TASK
Can you reproduce the items below verbatim, from their first line through the line containing "68, 8, 378, 117", including both ends? Leave out the pictures.

EXTRACTED MATERIAL
==========
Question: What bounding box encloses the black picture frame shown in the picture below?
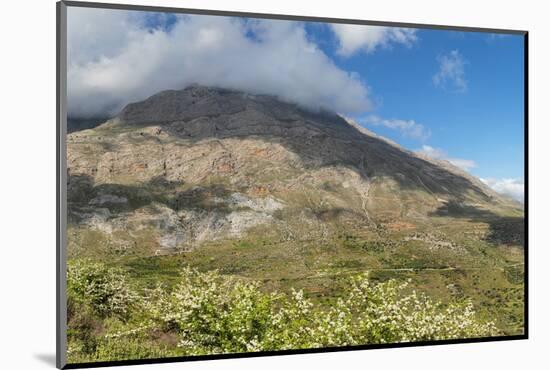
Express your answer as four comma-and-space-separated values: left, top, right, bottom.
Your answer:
56, 1, 529, 369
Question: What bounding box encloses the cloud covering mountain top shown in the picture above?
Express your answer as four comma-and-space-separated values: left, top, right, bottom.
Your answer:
68, 8, 378, 117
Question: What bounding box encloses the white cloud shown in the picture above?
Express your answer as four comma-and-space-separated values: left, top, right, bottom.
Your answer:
481, 178, 525, 203
361, 115, 431, 141
432, 50, 468, 92
415, 145, 477, 171
330, 24, 417, 57
68, 7, 371, 117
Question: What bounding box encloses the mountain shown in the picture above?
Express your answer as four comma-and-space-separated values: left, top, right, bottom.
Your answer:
67, 85, 524, 333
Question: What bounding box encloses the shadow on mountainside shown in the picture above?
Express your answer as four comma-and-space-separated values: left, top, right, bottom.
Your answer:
114, 85, 498, 202
429, 202, 525, 247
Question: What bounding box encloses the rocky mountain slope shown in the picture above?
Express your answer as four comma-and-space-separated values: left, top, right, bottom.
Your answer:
67, 86, 522, 254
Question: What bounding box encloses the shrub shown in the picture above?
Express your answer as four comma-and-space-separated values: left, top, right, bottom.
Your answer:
67, 261, 138, 319
68, 261, 498, 361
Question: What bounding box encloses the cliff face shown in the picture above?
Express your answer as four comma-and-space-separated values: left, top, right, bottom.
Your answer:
68, 86, 522, 253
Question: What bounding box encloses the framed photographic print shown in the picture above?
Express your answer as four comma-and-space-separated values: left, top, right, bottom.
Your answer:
57, 1, 528, 368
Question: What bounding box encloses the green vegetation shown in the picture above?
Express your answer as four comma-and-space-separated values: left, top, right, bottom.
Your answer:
68, 260, 499, 363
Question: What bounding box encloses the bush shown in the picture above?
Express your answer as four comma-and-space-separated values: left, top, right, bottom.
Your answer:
68, 261, 498, 361
149, 268, 497, 354
67, 261, 138, 319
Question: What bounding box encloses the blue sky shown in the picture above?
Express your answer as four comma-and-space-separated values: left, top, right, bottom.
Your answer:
320, 30, 524, 178
68, 8, 524, 199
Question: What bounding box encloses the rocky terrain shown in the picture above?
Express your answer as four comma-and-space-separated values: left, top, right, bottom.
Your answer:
67, 85, 524, 333
68, 86, 515, 253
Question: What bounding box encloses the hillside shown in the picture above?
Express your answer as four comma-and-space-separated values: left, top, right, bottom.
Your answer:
67, 86, 523, 333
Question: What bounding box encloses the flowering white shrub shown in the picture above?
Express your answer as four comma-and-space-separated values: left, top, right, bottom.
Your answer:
67, 261, 138, 318
68, 261, 498, 362
150, 268, 497, 354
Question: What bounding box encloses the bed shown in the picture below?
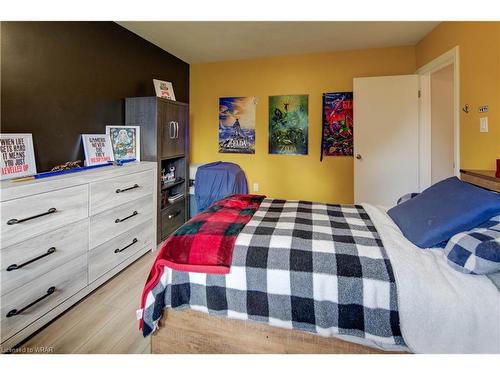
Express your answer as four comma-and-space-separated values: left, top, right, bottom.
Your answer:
142, 181, 500, 353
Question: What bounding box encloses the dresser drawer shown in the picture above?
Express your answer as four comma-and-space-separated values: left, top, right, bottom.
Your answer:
0, 219, 89, 295
90, 171, 155, 215
0, 185, 88, 248
161, 199, 185, 241
90, 195, 153, 249
0, 254, 87, 341
89, 220, 154, 283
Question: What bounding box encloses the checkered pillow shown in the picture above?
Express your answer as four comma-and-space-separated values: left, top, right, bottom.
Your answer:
396, 193, 420, 204
444, 215, 500, 275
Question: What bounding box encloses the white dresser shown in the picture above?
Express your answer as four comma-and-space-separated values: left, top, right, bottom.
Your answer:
0, 162, 157, 350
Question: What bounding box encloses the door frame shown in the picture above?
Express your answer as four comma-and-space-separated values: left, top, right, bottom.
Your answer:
416, 46, 460, 191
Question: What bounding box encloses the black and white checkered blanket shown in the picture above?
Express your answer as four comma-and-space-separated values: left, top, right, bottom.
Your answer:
143, 199, 404, 346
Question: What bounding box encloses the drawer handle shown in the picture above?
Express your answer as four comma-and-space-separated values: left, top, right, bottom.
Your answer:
168, 210, 181, 220
7, 208, 57, 225
7, 247, 56, 271
115, 211, 139, 224
6, 286, 56, 318
115, 238, 137, 253
116, 184, 139, 194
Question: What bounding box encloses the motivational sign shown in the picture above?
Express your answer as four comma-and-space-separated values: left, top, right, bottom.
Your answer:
153, 79, 175, 100
82, 134, 114, 166
0, 134, 36, 180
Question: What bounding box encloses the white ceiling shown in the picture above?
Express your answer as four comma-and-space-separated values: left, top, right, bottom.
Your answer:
117, 21, 439, 64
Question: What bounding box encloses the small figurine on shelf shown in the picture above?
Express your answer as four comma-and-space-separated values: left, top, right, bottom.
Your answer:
165, 165, 175, 183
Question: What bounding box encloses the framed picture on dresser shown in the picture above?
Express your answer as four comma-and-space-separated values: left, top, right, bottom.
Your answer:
106, 125, 141, 161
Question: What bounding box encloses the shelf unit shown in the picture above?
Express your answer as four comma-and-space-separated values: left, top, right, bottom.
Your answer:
125, 96, 189, 242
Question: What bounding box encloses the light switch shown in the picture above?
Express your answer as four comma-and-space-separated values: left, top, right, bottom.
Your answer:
479, 117, 488, 133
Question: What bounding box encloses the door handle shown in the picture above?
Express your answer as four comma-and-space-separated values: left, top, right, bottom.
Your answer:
7, 208, 57, 225
6, 286, 56, 318
115, 211, 139, 224
7, 247, 56, 271
168, 210, 181, 220
115, 238, 137, 254
116, 184, 139, 193
168, 121, 175, 139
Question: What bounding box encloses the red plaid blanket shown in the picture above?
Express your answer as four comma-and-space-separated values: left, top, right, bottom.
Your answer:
143, 194, 265, 295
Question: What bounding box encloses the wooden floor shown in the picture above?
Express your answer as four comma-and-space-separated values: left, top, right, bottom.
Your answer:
20, 252, 154, 353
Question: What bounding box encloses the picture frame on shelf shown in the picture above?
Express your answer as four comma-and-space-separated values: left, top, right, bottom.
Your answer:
82, 134, 115, 166
0, 133, 36, 180
106, 125, 141, 161
153, 79, 175, 101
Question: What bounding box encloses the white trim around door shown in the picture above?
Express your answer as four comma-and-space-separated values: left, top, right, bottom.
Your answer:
416, 46, 460, 191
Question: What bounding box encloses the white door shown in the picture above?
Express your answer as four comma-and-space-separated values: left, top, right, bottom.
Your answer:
354, 75, 419, 207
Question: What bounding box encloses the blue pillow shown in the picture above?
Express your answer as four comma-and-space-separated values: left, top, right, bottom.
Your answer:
387, 177, 500, 248
444, 216, 500, 275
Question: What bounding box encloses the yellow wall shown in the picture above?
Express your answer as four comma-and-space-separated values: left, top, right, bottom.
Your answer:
190, 46, 416, 203
416, 22, 500, 170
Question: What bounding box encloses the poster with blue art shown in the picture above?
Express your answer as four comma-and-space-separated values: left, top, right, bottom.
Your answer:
219, 96, 256, 154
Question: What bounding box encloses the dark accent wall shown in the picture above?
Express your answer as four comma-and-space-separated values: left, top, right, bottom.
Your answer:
1, 22, 189, 172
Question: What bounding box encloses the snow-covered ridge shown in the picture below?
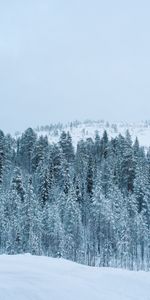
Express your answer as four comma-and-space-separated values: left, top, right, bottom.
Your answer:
0, 255, 150, 300
16, 120, 150, 148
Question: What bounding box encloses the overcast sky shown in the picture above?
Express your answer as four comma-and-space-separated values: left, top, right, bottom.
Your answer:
0, 0, 150, 132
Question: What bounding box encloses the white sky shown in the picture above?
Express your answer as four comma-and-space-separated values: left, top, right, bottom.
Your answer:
0, 0, 150, 132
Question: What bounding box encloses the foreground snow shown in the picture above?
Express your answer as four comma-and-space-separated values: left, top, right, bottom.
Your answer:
0, 255, 150, 300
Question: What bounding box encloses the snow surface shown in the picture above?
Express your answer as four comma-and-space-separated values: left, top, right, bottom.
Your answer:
0, 255, 150, 300
32, 120, 150, 149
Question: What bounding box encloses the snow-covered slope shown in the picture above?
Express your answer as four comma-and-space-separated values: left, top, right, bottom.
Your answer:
0, 255, 150, 300
28, 120, 150, 148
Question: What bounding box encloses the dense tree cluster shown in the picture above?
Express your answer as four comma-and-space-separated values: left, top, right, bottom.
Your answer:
0, 128, 150, 270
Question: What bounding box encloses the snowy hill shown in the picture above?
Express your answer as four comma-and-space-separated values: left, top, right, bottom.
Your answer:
17, 120, 150, 148
0, 255, 150, 300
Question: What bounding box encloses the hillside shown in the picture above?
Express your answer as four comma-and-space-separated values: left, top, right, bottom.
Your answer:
30, 120, 150, 148
0, 255, 150, 300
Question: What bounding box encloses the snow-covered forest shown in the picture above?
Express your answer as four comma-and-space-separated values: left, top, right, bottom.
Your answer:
0, 128, 150, 270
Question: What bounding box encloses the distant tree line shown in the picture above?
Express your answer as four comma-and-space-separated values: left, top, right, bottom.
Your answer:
0, 128, 150, 270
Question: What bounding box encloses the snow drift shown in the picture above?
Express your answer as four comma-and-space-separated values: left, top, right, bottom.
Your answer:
0, 255, 150, 300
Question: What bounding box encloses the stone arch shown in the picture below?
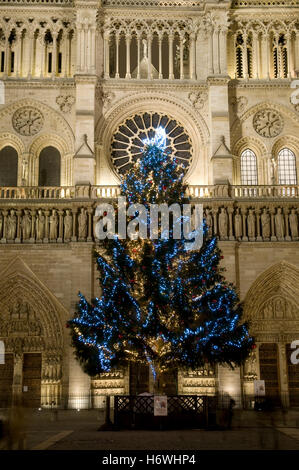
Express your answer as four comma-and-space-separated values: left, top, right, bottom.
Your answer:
29, 134, 71, 185
0, 98, 75, 185
95, 93, 210, 183
0, 257, 67, 406
243, 261, 299, 406
232, 136, 267, 184
244, 261, 299, 339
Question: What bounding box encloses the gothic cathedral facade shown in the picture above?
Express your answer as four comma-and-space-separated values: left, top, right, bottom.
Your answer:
0, 0, 299, 408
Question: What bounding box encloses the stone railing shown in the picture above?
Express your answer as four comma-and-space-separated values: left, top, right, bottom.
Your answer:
102, 0, 203, 8
0, 198, 299, 244
0, 0, 74, 7
0, 185, 299, 200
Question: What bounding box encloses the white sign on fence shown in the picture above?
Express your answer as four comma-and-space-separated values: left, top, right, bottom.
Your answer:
154, 395, 167, 416
254, 380, 266, 397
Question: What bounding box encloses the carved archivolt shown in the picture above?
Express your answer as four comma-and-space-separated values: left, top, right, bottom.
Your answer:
0, 259, 63, 356
244, 262, 299, 339
95, 93, 209, 182
0, 132, 25, 156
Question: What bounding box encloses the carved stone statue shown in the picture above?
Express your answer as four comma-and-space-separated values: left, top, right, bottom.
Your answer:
21, 209, 31, 240
234, 207, 242, 240
35, 209, 45, 240
205, 209, 213, 237
64, 209, 73, 240
274, 207, 284, 239
219, 207, 228, 239
5, 209, 17, 240
49, 209, 58, 240
247, 209, 255, 238
290, 209, 298, 240
261, 208, 270, 239
78, 207, 87, 239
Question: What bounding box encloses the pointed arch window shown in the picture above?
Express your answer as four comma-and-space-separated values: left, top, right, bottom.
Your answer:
278, 148, 297, 184
241, 149, 258, 185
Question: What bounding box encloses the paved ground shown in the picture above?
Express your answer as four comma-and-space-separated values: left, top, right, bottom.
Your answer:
0, 410, 299, 450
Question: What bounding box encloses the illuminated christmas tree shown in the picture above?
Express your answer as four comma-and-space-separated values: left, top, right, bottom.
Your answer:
69, 130, 253, 390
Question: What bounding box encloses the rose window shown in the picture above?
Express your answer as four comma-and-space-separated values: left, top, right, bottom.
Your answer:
111, 113, 192, 174
253, 109, 283, 137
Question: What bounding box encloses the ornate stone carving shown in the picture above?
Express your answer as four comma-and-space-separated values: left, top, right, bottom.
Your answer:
188, 91, 208, 109
231, 96, 248, 114
111, 112, 192, 174
12, 107, 44, 136
258, 296, 298, 324
56, 95, 76, 113
219, 207, 228, 240
253, 109, 284, 138
78, 207, 87, 241
5, 209, 17, 240
64, 209, 73, 240
261, 208, 270, 240
234, 207, 242, 240
243, 351, 257, 382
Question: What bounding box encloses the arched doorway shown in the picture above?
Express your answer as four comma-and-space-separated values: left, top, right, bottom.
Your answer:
0, 261, 63, 408
243, 262, 299, 406
0, 146, 18, 186
38, 146, 61, 186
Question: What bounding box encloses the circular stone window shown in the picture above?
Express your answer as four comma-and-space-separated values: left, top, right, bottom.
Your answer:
111, 113, 192, 174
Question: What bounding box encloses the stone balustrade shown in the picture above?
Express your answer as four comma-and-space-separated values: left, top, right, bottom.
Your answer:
0, 184, 299, 200
0, 198, 299, 244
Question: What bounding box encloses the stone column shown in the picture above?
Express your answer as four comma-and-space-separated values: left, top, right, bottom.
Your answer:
115, 33, 120, 78
270, 207, 277, 242
219, 27, 227, 75
180, 34, 184, 80
87, 207, 94, 242
241, 207, 248, 242
136, 33, 141, 80
126, 34, 131, 78
15, 30, 22, 77
252, 31, 260, 79
57, 210, 64, 243
208, 27, 214, 75
147, 34, 153, 80
90, 26, 96, 74
189, 33, 196, 80
212, 207, 218, 235
12, 352, 23, 403
255, 209, 263, 242
285, 33, 293, 78
277, 342, 290, 408
29, 209, 36, 243
62, 30, 70, 78
1, 210, 8, 243
104, 30, 110, 79
15, 210, 22, 243
283, 207, 292, 241
72, 207, 77, 242
168, 33, 174, 80
227, 207, 235, 240
158, 34, 163, 80
76, 24, 82, 72
27, 30, 34, 80
43, 210, 50, 243
51, 31, 58, 79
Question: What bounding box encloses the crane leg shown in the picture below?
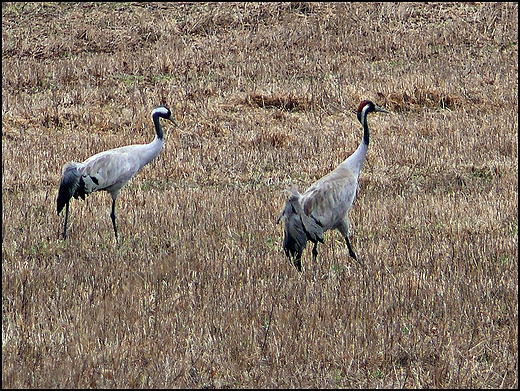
==========
REPLY TO THE TASK
Question: What bounding box encloses the black picture frame shown in the picture below?
Express your answer as four comma-and-space-separated values: left, top, right, bottom.
Your answer:
56, 1, 529, 369
Question: What bounding box encloses the cloud covering mountain top shown in the picture above?
Express your answer as four comma-and-space-separated values: left, top, right, bottom.
Your answer:
68, 8, 378, 117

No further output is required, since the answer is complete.